SHORT PROBLEM: Could you print every record below exactly as it appears?

begin DATA EXCERPTS

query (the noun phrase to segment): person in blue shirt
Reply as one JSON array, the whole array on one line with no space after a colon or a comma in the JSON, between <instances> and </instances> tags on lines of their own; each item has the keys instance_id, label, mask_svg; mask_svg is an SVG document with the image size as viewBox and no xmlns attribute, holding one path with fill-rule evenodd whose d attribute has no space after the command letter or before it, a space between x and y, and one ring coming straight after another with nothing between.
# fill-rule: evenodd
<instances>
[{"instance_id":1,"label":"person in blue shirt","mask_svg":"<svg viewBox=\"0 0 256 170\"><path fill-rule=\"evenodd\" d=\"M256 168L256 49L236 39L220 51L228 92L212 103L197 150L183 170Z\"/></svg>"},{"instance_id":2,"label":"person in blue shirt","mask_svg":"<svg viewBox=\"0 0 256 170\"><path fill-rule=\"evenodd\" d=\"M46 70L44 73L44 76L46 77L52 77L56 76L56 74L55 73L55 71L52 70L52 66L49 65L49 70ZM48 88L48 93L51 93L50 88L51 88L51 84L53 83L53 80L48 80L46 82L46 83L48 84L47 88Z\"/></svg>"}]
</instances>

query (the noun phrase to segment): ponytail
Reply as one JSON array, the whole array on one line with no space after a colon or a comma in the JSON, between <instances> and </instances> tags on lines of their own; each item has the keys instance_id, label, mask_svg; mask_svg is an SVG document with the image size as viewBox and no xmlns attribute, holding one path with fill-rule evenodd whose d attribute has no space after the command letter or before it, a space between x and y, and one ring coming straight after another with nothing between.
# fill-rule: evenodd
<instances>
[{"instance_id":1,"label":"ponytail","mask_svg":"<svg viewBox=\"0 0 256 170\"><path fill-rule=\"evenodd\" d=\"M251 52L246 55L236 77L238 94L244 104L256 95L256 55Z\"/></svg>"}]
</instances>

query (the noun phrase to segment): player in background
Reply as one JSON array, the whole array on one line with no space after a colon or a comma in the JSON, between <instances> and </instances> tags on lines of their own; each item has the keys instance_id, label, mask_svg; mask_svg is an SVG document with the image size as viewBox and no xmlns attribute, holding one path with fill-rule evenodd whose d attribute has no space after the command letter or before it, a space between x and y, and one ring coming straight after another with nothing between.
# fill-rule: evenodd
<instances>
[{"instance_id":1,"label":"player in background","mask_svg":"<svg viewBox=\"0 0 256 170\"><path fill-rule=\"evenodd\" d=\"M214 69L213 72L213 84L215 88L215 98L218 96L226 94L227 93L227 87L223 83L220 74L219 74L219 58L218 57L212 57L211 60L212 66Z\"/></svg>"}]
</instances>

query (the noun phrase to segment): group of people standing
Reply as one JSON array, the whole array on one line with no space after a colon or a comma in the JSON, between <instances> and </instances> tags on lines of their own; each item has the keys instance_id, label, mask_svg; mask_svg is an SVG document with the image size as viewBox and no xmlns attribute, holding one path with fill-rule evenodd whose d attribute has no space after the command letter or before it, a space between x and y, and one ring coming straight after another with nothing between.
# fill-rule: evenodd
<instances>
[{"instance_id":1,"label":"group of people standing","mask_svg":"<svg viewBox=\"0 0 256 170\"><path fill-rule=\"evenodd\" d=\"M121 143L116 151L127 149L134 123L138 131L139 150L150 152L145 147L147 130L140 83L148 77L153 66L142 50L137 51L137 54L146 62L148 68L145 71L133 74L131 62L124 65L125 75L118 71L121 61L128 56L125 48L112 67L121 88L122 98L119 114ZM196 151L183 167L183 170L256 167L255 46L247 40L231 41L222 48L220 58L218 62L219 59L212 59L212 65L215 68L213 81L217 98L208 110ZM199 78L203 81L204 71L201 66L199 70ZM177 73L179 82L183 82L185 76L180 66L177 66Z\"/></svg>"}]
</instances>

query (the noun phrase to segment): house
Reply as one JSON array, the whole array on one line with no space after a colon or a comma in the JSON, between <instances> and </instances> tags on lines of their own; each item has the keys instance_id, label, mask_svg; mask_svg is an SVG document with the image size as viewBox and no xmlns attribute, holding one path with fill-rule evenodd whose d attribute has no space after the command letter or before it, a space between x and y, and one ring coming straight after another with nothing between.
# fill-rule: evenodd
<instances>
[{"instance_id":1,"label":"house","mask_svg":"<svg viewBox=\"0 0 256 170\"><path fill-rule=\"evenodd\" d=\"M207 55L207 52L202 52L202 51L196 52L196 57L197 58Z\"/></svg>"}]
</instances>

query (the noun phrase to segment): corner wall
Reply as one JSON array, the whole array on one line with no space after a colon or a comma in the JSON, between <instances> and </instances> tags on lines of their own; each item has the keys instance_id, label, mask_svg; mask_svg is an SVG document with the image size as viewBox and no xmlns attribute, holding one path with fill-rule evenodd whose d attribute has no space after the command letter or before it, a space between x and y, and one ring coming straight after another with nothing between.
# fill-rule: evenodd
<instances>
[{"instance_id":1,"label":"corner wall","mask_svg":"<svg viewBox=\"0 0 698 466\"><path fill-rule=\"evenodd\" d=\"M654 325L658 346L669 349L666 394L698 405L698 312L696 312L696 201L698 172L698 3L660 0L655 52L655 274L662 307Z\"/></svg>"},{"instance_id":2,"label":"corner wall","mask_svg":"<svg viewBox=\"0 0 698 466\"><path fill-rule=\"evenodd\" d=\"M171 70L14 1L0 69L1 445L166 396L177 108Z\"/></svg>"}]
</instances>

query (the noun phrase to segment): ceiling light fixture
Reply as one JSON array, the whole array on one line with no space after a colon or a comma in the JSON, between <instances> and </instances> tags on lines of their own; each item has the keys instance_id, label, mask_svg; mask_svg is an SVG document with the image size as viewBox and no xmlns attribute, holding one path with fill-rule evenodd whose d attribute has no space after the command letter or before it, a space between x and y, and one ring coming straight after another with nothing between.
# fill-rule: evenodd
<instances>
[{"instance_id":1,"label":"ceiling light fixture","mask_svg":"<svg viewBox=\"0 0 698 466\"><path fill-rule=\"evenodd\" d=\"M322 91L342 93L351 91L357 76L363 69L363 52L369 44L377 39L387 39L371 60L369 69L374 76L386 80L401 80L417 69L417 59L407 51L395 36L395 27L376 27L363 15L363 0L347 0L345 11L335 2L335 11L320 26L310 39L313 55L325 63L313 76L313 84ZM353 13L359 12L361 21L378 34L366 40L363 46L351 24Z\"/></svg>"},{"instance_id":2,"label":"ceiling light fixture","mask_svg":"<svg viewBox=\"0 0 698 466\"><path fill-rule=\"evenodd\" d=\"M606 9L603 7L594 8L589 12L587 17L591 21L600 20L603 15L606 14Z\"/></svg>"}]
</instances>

end DATA EXCERPTS

THE RESPONSE:
query (the noun phrase to segment): person in blue shirt
Reply as one JSON array, the whole array on one line with no space after a colon or a comma in the JSON, between <instances> and </instances> tags on lines of their own; each item has the keys instance_id, label, mask_svg; mask_svg is an SVG document with the image size as viewBox and no xmlns attribute, holding one path with fill-rule evenodd whose d attribute has no space after the command letter or before it, a space between x and y, and one ring coming straight after another with nothing between.
# fill-rule: evenodd
<instances>
[{"instance_id":1,"label":"person in blue shirt","mask_svg":"<svg viewBox=\"0 0 256 170\"><path fill-rule=\"evenodd\" d=\"M256 168L256 49L236 39L220 51L228 92L212 103L197 150L183 170Z\"/></svg>"},{"instance_id":2,"label":"person in blue shirt","mask_svg":"<svg viewBox=\"0 0 256 170\"><path fill-rule=\"evenodd\" d=\"M46 70L44 73L44 76L46 77L52 77L56 76L56 74L55 73L55 71L52 70L52 66L49 65L49 70ZM48 88L48 93L51 93L50 88L51 88L51 84L53 83L53 80L48 80L46 82L46 83L48 84L47 88Z\"/></svg>"}]
</instances>

query (the noun phrase to segment): ponytail
Reply as one JSON array, the whole array on one line with no space after a colon or a comma in the JSON, between <instances> and </instances> tags on lines of their own; each item has the keys instance_id, label, mask_svg; mask_svg is an SVG document with the image size as viewBox and no xmlns attribute, holding one path with fill-rule evenodd whose d attribute has no space after the command letter or before it, a space between x and y, and one ring coming straight after another with nothing between.
# fill-rule: evenodd
<instances>
[{"instance_id":1,"label":"ponytail","mask_svg":"<svg viewBox=\"0 0 256 170\"><path fill-rule=\"evenodd\" d=\"M251 52L246 55L236 77L238 94L244 104L256 95L256 55Z\"/></svg>"}]
</instances>

query (the noun phrase to segment): player in background
Reply as one JSON array, the whole array on one line with no space after a colon or a comma in the JSON, between <instances> and </instances> tags on lines of their own; each item has the keys instance_id, label, mask_svg; mask_svg is an SVG document with the image size as viewBox and no xmlns attribute, holding one path with fill-rule evenodd whose d attribute has no space after the command letter or before it, a space between x and y, and one ring coming straight after another with nothing between.
# fill-rule: evenodd
<instances>
[{"instance_id":1,"label":"player in background","mask_svg":"<svg viewBox=\"0 0 256 170\"><path fill-rule=\"evenodd\" d=\"M214 69L213 72L213 84L215 88L215 98L218 96L226 94L227 93L227 87L223 83L220 74L219 74L219 58L218 57L212 57L211 60L212 66Z\"/></svg>"}]
</instances>

query (the noun phrase to segment): group of people standing
Reply as one JSON array, the whole array on one line with no space after a colon or a comma in the JSON, between <instances> and </instances> tags on lines of their own; each item has the keys instance_id, label, mask_svg; mask_svg is an SVG document with the image size as viewBox and no xmlns attribute, holding one path with fill-rule evenodd whose d attribute has no space after the command letter or before it, a space between x and y, and one ring coming straight after another with nothing between.
# fill-rule: evenodd
<instances>
[{"instance_id":1,"label":"group of people standing","mask_svg":"<svg viewBox=\"0 0 256 170\"><path fill-rule=\"evenodd\" d=\"M121 143L116 151L127 149L134 123L138 131L139 150L150 152L145 147L147 130L140 83L148 77L153 66L142 50L137 51L137 54L146 62L148 68L145 71L133 74L131 62L124 65L125 75L118 71L121 61L128 56L125 48L112 67L121 88L122 98L119 114ZM196 151L183 167L183 170L256 167L255 46L247 40L231 41L222 48L220 58L218 62L219 59L212 59L212 65L215 68L213 81L217 98L208 110ZM199 78L203 81L204 71L201 66L199 70ZM177 73L179 82L183 82L185 76L180 66L177 66Z\"/></svg>"}]
</instances>

query (the noun phrase to segment): house
Reply as one JSON array, the whole array on one line with no space after a colon or a comma in the JSON, between <instances> and </instances> tags on lines of their own; each item has the keys instance_id, label, mask_svg; mask_svg is an SVG document with the image size as viewBox and no xmlns attribute, holding one path with fill-rule evenodd whose d attribute has no space after the command letter or before it, a space between x and y, and one ring coming straight after another with nothing between.
# fill-rule: evenodd
<instances>
[{"instance_id":1,"label":"house","mask_svg":"<svg viewBox=\"0 0 256 170\"><path fill-rule=\"evenodd\" d=\"M207 55L207 52L202 52L202 51L196 52L196 57L197 58Z\"/></svg>"}]
</instances>

query (the noun phrase to segment): corner wall
Reply as one JSON array, the whole array on one line with no space after a colon or a comma in the JSON, between <instances> and </instances> tags on lines of their own; each item has the keys instance_id, label, mask_svg; mask_svg is an SVG document with the image size as viewBox and no xmlns attribute, holding one path with fill-rule evenodd whose d attribute has no space after the command letter or before it, a space between x and y, and one ring coming straight after another with nothing between.
# fill-rule: evenodd
<instances>
[{"instance_id":1,"label":"corner wall","mask_svg":"<svg viewBox=\"0 0 698 466\"><path fill-rule=\"evenodd\" d=\"M654 325L658 346L669 349L666 394L698 405L698 312L696 312L696 201L698 172L698 3L660 0L655 52L655 274L662 307Z\"/></svg>"},{"instance_id":2,"label":"corner wall","mask_svg":"<svg viewBox=\"0 0 698 466\"><path fill-rule=\"evenodd\" d=\"M171 70L14 1L0 69L1 445L166 396L177 108Z\"/></svg>"}]
</instances>

query (the noun phrase to segment): ceiling light fixture
Reply as one JSON array, the whole array on one line with no space after a colon or a comma in the JSON, between <instances> and </instances> tags on lines of their own; each item has the keys instance_id, label, mask_svg; mask_svg is an SVG document with the image size as viewBox and no xmlns attribute, holding one path with fill-rule evenodd whose d attribute has no space after the command letter or before it, a space between x and y, and one ring coming straight after another with nothing between.
# fill-rule: evenodd
<instances>
[{"instance_id":1,"label":"ceiling light fixture","mask_svg":"<svg viewBox=\"0 0 698 466\"><path fill-rule=\"evenodd\" d=\"M322 91L342 93L351 91L357 76L363 69L363 52L369 44L377 39L387 39L371 60L369 69L374 76L386 80L401 80L417 69L417 59L407 51L395 36L395 27L376 27L363 15L363 0L347 0L345 11L335 2L335 11L320 26L310 39L313 55L325 63L313 76L313 84ZM353 13L359 12L361 21L378 34L366 40L363 46L351 24Z\"/></svg>"},{"instance_id":2,"label":"ceiling light fixture","mask_svg":"<svg viewBox=\"0 0 698 466\"><path fill-rule=\"evenodd\" d=\"M606 9L603 7L594 8L589 12L587 17L591 21L600 20L603 15L606 14Z\"/></svg>"}]
</instances>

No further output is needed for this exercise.